What you will do → Count the lines in the rows below that contain the string "post". Respond with the number alone.

Records for this exercise →
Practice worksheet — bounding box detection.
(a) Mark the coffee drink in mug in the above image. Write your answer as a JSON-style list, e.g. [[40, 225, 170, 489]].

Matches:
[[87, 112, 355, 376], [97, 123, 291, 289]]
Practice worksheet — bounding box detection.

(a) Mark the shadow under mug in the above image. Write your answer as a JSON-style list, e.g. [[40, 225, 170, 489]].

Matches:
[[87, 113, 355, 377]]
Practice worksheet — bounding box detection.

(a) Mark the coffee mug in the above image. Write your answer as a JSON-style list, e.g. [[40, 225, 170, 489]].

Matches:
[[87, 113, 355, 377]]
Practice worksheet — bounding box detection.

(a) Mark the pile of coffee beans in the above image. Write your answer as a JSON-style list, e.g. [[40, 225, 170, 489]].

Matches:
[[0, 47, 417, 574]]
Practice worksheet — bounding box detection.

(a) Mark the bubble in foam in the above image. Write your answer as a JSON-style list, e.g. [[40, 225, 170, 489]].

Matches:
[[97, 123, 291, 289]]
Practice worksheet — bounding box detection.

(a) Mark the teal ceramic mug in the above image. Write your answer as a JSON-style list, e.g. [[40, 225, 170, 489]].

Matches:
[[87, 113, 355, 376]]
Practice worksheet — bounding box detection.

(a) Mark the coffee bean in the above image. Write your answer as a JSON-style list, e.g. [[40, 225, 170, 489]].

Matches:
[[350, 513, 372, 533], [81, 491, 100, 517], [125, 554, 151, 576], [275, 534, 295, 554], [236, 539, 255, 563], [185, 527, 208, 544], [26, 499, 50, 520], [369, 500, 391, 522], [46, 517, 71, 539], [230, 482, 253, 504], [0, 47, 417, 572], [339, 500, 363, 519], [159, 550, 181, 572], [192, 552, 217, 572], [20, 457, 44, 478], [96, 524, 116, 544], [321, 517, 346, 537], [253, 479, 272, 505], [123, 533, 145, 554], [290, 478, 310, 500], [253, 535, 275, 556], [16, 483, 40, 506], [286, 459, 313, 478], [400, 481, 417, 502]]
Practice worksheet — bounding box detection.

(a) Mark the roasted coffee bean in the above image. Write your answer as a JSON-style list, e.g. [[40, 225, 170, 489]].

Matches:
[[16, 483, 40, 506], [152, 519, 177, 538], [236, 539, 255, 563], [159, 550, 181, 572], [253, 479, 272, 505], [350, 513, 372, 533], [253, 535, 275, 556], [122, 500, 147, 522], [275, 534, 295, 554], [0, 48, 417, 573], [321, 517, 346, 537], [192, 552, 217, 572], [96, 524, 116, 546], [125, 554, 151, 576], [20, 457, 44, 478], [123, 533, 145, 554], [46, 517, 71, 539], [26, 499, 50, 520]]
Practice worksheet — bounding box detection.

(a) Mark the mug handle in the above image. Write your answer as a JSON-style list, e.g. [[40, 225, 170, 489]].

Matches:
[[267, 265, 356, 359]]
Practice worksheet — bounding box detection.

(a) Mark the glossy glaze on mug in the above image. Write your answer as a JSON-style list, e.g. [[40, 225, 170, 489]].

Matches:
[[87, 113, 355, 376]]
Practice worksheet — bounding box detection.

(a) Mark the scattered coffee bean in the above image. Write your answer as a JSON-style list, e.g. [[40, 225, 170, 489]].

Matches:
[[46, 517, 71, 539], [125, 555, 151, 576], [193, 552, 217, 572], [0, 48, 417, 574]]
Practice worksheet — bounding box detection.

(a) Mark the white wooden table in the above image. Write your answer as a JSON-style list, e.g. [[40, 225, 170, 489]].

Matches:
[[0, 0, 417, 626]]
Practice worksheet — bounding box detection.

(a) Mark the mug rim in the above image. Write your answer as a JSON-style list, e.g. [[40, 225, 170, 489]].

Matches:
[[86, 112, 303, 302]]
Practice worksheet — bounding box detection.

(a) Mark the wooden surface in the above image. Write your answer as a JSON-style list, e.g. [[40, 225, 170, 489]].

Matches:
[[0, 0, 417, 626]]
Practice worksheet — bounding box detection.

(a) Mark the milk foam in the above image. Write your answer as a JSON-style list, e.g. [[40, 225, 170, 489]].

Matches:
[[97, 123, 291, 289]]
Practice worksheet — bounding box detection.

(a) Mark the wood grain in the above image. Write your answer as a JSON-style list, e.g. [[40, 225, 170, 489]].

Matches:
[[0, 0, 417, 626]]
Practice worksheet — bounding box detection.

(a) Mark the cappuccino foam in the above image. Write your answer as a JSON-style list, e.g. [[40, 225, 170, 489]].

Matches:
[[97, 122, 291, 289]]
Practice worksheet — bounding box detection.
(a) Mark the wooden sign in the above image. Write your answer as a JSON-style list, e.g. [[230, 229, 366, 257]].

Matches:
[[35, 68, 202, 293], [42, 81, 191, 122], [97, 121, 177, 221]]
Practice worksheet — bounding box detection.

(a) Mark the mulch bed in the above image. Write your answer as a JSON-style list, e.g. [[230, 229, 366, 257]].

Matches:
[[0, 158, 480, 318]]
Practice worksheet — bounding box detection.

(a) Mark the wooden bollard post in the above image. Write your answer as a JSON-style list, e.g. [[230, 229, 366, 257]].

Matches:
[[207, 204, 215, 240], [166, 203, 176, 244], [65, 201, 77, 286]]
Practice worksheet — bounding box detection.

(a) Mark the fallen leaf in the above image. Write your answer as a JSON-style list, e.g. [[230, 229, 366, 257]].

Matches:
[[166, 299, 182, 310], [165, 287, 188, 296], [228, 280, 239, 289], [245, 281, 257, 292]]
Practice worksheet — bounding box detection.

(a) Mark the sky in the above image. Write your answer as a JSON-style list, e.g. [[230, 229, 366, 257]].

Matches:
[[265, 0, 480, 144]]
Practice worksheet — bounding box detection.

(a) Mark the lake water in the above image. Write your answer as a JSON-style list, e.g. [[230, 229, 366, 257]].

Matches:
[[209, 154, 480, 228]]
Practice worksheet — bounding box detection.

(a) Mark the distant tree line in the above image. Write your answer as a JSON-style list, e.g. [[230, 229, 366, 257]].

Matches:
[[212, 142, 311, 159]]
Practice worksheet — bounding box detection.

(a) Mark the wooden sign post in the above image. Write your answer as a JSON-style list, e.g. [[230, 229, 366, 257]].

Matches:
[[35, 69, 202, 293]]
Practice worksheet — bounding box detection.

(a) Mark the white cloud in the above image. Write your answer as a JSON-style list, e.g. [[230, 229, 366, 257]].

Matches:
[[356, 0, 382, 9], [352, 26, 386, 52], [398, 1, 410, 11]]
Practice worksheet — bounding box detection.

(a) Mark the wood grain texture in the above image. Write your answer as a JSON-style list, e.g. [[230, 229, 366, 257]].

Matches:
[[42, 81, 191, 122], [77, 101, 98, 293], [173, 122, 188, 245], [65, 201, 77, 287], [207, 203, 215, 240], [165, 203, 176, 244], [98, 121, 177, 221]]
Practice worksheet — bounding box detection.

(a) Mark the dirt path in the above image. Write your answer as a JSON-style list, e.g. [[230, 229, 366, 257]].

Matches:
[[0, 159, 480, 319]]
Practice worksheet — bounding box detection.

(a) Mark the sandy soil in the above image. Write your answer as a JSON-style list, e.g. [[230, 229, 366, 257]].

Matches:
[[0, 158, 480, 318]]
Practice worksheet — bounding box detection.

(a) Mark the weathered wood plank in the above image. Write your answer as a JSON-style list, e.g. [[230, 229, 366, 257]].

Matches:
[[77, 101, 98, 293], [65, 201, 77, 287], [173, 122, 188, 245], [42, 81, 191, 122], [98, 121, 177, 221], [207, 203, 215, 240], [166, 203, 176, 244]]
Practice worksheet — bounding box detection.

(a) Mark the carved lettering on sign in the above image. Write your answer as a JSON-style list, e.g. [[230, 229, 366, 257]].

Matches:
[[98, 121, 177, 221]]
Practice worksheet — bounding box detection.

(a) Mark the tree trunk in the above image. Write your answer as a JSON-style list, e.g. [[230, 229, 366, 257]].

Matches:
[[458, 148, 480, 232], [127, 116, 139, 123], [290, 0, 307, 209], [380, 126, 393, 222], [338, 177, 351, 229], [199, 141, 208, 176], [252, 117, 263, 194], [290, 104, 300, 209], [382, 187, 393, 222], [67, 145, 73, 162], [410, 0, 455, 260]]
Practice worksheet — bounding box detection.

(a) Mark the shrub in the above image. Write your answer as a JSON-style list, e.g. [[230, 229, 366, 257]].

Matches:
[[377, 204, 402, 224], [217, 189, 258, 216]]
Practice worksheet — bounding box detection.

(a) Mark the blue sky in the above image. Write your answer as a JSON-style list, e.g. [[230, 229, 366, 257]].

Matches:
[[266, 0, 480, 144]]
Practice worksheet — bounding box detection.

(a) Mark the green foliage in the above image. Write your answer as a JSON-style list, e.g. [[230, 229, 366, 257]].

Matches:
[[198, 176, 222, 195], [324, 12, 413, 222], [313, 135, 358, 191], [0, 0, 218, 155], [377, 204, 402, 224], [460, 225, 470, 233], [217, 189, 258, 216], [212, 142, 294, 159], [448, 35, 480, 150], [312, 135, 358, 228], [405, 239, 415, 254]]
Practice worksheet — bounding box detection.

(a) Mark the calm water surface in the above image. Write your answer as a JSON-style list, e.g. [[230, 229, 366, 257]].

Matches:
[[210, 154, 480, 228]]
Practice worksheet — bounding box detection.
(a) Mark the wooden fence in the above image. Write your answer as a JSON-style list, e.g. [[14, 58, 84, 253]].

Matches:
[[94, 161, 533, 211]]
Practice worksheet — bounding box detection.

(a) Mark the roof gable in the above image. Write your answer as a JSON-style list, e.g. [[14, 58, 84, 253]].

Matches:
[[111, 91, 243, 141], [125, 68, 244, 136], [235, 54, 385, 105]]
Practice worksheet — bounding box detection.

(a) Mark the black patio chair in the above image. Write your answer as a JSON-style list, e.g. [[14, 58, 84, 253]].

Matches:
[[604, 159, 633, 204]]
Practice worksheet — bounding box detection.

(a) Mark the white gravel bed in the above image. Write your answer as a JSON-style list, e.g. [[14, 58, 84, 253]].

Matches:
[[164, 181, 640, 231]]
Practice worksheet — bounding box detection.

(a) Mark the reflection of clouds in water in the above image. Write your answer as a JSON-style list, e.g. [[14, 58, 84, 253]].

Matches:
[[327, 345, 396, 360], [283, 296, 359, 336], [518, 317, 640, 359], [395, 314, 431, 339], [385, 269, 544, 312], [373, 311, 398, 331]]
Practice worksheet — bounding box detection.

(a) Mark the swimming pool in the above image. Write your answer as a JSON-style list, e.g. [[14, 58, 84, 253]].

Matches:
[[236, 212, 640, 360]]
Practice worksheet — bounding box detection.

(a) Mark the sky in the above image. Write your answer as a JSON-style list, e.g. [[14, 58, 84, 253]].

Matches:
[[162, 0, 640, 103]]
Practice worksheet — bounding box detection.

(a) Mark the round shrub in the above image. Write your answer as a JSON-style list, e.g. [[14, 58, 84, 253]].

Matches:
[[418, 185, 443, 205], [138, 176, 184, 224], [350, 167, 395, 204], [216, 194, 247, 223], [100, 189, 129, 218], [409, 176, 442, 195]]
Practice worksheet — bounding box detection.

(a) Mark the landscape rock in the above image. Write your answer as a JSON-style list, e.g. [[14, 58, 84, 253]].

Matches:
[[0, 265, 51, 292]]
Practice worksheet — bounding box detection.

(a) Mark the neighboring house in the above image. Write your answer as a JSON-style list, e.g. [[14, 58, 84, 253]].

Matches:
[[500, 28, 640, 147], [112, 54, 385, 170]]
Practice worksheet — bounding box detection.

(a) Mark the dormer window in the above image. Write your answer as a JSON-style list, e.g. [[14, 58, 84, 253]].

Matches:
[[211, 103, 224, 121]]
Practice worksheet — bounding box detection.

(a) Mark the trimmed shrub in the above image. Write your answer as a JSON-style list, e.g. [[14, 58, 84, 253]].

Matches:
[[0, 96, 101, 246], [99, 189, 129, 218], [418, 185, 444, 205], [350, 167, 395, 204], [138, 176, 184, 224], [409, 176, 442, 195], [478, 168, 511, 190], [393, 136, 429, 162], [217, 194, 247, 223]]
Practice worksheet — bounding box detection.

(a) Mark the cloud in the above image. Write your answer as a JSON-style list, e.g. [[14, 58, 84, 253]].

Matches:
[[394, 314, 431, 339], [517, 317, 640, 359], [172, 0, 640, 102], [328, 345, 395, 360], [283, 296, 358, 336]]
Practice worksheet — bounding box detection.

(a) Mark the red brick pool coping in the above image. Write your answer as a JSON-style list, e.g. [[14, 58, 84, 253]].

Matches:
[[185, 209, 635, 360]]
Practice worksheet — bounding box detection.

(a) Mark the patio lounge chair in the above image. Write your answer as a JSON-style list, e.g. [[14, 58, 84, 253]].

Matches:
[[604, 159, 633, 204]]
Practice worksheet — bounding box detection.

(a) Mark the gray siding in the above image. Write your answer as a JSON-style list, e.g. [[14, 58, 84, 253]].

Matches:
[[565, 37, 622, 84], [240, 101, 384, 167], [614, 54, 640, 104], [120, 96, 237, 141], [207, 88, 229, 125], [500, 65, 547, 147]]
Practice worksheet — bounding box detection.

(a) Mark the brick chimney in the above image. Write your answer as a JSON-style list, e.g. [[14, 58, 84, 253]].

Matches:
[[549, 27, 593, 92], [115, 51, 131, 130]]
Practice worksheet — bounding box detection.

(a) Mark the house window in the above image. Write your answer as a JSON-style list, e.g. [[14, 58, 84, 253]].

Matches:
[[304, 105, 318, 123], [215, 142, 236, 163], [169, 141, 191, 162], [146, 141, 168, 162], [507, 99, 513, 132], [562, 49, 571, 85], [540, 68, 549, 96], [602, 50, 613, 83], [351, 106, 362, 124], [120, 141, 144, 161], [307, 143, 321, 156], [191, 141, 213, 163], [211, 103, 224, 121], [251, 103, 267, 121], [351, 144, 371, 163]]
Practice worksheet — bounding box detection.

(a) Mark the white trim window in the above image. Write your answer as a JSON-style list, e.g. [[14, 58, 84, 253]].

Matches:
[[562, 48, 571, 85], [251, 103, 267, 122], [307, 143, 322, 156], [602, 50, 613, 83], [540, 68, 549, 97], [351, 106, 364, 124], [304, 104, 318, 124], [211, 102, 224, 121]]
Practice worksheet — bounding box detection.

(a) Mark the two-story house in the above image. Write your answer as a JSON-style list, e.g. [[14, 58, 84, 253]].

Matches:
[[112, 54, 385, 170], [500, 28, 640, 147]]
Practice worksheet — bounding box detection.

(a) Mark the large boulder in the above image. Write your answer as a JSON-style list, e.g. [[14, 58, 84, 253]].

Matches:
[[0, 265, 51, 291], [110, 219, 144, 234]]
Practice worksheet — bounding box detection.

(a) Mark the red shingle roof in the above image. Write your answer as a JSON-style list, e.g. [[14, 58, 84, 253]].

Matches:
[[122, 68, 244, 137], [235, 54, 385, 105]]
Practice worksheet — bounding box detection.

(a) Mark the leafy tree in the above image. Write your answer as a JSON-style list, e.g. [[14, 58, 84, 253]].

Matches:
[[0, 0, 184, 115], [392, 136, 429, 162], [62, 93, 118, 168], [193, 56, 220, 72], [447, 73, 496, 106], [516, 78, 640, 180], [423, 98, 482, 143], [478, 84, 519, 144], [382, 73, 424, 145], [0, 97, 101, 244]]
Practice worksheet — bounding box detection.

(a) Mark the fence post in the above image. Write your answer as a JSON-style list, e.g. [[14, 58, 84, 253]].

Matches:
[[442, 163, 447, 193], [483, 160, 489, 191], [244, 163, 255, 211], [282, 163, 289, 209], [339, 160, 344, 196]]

Worked answer → 3